Point labeling records:
>> begin

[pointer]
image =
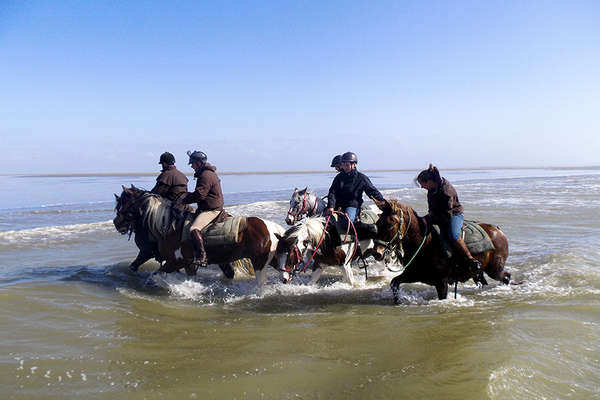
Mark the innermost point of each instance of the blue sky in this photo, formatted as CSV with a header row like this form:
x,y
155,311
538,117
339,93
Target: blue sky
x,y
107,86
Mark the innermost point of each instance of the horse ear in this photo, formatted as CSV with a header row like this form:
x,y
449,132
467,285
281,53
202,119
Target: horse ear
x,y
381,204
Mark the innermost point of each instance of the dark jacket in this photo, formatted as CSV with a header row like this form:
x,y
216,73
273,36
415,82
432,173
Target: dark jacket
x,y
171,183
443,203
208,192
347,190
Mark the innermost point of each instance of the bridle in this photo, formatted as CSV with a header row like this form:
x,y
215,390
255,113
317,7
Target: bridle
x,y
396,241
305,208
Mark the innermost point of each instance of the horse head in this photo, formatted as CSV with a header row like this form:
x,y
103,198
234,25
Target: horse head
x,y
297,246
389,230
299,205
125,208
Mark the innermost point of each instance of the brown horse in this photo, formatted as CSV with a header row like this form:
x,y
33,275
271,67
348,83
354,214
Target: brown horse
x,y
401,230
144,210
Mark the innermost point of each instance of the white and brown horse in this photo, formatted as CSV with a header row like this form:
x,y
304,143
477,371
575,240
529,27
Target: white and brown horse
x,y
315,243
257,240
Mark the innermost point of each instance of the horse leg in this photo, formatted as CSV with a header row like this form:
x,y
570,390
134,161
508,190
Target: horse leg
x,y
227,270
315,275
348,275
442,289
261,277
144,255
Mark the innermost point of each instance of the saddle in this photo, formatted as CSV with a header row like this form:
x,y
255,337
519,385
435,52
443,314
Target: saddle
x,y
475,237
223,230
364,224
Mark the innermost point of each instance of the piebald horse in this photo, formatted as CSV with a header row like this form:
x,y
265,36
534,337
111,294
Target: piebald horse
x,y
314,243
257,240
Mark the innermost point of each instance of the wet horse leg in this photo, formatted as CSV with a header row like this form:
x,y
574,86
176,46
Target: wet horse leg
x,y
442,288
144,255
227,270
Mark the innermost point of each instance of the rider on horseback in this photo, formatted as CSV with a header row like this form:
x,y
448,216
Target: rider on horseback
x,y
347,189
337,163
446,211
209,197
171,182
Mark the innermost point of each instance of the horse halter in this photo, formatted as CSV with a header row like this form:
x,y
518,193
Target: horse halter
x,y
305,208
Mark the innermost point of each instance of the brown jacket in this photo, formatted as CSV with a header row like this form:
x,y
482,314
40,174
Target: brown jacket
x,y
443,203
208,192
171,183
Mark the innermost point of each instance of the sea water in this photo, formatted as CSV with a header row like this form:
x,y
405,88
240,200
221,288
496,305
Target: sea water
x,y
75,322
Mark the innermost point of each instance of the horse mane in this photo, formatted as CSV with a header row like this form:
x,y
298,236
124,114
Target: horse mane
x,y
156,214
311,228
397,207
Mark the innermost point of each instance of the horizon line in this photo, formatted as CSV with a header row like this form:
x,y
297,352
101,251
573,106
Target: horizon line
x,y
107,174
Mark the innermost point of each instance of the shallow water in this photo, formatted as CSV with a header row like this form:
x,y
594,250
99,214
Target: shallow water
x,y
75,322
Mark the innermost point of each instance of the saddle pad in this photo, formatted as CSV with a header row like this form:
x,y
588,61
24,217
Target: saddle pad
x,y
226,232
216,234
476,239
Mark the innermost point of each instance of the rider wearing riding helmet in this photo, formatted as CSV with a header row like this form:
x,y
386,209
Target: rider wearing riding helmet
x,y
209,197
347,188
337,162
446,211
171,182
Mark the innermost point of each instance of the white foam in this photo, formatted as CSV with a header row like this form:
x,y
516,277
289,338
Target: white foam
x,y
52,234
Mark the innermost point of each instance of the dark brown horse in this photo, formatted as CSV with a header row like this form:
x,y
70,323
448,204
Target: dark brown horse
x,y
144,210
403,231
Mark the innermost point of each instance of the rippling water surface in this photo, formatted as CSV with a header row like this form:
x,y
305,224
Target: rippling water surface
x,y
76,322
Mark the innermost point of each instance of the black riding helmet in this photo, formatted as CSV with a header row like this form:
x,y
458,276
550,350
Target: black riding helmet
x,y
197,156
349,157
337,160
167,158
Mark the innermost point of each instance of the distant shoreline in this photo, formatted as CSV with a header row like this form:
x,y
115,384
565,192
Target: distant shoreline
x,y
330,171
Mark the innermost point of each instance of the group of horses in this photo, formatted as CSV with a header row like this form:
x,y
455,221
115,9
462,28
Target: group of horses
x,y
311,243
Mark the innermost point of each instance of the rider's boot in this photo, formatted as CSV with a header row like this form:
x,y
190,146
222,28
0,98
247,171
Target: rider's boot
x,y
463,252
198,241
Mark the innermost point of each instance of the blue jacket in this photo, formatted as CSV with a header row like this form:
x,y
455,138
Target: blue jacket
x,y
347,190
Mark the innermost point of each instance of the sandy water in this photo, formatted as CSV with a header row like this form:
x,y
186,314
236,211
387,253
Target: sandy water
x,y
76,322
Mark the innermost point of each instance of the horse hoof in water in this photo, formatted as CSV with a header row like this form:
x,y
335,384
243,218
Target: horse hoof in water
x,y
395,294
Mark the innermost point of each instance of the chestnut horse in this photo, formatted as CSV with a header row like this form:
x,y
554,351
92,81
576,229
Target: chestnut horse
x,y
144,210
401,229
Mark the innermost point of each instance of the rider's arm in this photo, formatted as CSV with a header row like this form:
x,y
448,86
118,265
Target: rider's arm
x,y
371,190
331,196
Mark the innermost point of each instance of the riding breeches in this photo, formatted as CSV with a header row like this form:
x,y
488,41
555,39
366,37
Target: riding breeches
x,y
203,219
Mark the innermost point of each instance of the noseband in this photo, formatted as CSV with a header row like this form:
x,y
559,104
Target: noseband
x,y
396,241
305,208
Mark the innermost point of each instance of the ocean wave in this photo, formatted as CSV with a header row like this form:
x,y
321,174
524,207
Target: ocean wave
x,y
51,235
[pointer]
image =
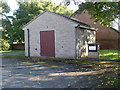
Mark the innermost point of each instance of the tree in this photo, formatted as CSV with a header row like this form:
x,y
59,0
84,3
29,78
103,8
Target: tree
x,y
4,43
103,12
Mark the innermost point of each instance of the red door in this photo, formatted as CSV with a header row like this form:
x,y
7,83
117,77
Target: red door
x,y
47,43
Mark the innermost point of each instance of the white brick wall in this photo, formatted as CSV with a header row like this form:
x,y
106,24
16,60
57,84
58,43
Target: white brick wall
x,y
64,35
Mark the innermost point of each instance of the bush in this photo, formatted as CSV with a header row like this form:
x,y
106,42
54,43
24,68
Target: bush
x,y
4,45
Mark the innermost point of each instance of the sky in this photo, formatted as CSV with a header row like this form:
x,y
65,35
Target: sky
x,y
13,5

>> end

> [What is needed]: Please swap "innermost" for "central" everywhere it appears in the records above, changing nothing else, and omit the pictures from your answer.

> [Finished answer]:
[pointer]
image =
Mark the central point of each instance of the blue sky in this photo, formatted as CSV with a header row like this form:
x,y
155,311
538,117
339,93
Target: blue sky
x,y
107,86
Mark the central point of each instance of the horse ear in this photo, formatted as CSV with a header row like this form:
x,y
449,132
467,285
281,53
202,119
Target: horse ear
x,y
381,204
Mark the central point of each instance of the dark jacket in this photo, formatted as CSV with a header row like this form:
x,y
216,73
273,36
415,82
432,173
Target: dark jacket
x,y
171,183
443,203
208,192
347,190
Mark the central point of each instance of the bridle in this photo, formatted as CSV with a header row like this form:
x,y
215,390
255,113
317,7
Target: bridle
x,y
396,241
305,208
Mark the central point of each instance of the horse head in this photo, formatted as CSV with a header row like this form:
x,y
103,198
234,25
Target: horse head
x,y
297,246
389,230
299,205
125,208
Mark the central point of each instance of the brown horse in this photo, formatted as CSV with a header row like this form:
x,y
33,275
271,67
348,83
354,214
Target: brown horse
x,y
401,230
144,210
Mark the central point of each instance of the white and brown horse in this photo, formatted as CSV with a header row like this form:
x,y
304,143
477,371
575,240
529,27
Target: white and brown horse
x,y
315,243
257,240
Mark the central point of each instance of the horse leg in this photo, formatted as CSV with a header row like this form:
x,y
570,390
134,161
508,190
Target: horse leg
x,y
227,270
315,275
348,275
442,289
261,277
144,255
Mark the central point of each instance of the saddle in this photo, formatted as CSV with a header row like this form:
x,y
255,337
519,385
435,52
443,314
Target: saddle
x,y
475,237
223,230
364,224
Mark the central point of each instance of the piebald horse in this photo, formatted as CSV with a header row like this form:
x,y
265,36
534,337
111,294
Target: piebald horse
x,y
314,243
257,240
Mark the central point of each instance of the wet horse leg in this photo, formatted as CSV with a header row like this form:
x,y
574,86
176,46
Target: wet horse leg
x,y
442,288
144,255
227,270
Mark the central point of each instance of the rider on horseback in this photo, formatted as CSV with a header row like this form:
x,y
448,216
Target: rider on horseback
x,y
347,189
337,163
446,211
209,197
171,182
Mark the central point of each instance of the horse halter in this photo, formatted as CSV with a header row like this form:
x,y
518,193
Target: horse halter
x,y
305,208
Mark the central point of each instance of the brown jacket in this photo, formatted as CSV with a header row like this form:
x,y
482,314
40,174
Target: brown jacket
x,y
443,203
208,192
171,183
Mark the central point of each instance of the sea water in this photo, formatted as CSV with a header row like this form:
x,y
405,88
240,200
221,288
496,305
Target: sea water
x,y
75,322
Mark the central point of each instance of the horse mane in this photo, formatted as CSV with a header row like this form:
x,y
298,236
124,114
Target: horse mane
x,y
156,214
311,228
397,207
Mark the central point of each instance of the horizon line in this photo, formatted as CSV with a header row like this form:
x,y
297,352
101,251
573,106
Target: horizon line
x,y
107,174
Mark the central point of each instance of the shallow water in this photo, formatted as CSV with a header row like this form:
x,y
594,250
99,214
Target: shallow water
x,y
75,322
Mark the central point of each instance of the saddle pad in this photo, formatted as CSV with a header row like this form:
x,y
588,61
24,217
Target: saddle pad
x,y
226,232
216,234
476,239
Mark the central point of each instance of the rider wearing riding helmet in this photo, formatted as CSV with a header row like this form:
x,y
386,209
Target: rider wearing riding helmet
x,y
209,197
347,188
337,162
446,211
171,182
Mark the central point of each instance of the white foam in this photo, formatted as CSV with a header row like this form:
x,y
516,277
289,338
Target: white foam
x,y
52,234
Mark the central point of each instance of the dark brown horse in this photo, formatted as CSV with a header row like this form:
x,y
70,323
448,204
Target: dark brown horse
x,y
144,210
403,231
Mark the central point of each instance of the rippling water surface in this photo, formatted as CSV with a header row like this form:
x,y
305,224
Target: rippling water surface
x,y
76,322
Mark the central point of each instance of the black riding helmet in this photo, formatted as CSV with a header row like this form:
x,y
458,276
550,350
Target: black riding helmet
x,y
197,156
349,157
337,160
167,158
Mark the central point of each instance of the distant shoreline in this photo, formatted as CSV with a header row like this form:
x,y
115,384
565,192
Target: distant shoreline
x,y
330,171
Mark the central point of each instance of the group of horses in this photo, formatted as CSV with a header row like this form:
x,y
455,221
115,9
462,28
Target: group of horses
x,y
311,243
Mark the central point of each instance of the rider's boot in this photo, formatted as CSV with a header row like this form:
x,y
190,146
222,28
0,98
247,171
Target: rider's boot
x,y
463,252
198,241
Mark the central point of each instance of the blue jacket in this photo, formatted as CSV with a header row like this form:
x,y
455,138
Target: blue jacket
x,y
347,190
Mark the central point of each instance of the sandy water in this photo, formatted as CSV with a header row like this form:
x,y
186,314
236,211
387,253
Target: sandy water
x,y
76,322
Mark the central point of each instance of the horse hoof in water in this photo, formatted as CSV with a header row like this form:
x,y
335,384
243,218
Target: horse hoof in water
x,y
395,294
Mark the central point of each instance of the chestnut horse in this photo, formatted as CSV with a header row like this form:
x,y
554,351
92,81
576,229
Target: chestnut horse
x,y
144,210
401,229
Mark the central point of each instance of the rider's arm in this photo, formatted as CSV with a header row like this form:
x,y
448,86
118,265
Target: rider's arm
x,y
371,190
331,196
Mark the central point of each instance of the riding breeches in this photo, formatted as CSV with a header row like this form:
x,y
488,41
555,39
366,37
Target: riding breeches
x,y
203,219
Mark the central point of each instance of the noseband in this photo, formatted as CSV with a header row like this form:
x,y
559,104
Target: noseband
x,y
396,241
305,208
Mark the central point of each instance of the ocean wave in this photo, formatted as CSV with a header row like this form:
x,y
321,174
524,207
Target: ocean wave
x,y
51,235
[pointer]
image =
Mark the central point of each instance of the tree in this photo, formatted as CSV with a header row like this form:
x,y
59,0
84,3
29,78
103,8
Target: tree
x,y
4,43
103,12
Mark the central point of each instance of the red door in this photo, formatted as CSV with a header row like this form:
x,y
7,83
117,77
Target: red door
x,y
47,43
Mark the central point of each instance of the white brick wall in this photo, formatted as CSV with a header row like this form:
x,y
106,24
16,60
57,84
58,43
Target: white brick wall
x,y
64,35
Mark the central point of each instance of the bush in this photo, formatted as CSV with a header row like this form:
x,y
106,42
54,43
24,68
Target: bush
x,y
4,45
Mark the central point of each instance of the sky in this photo, formatted as CSV with a header row like this form:
x,y
65,35
Target: sky
x,y
13,5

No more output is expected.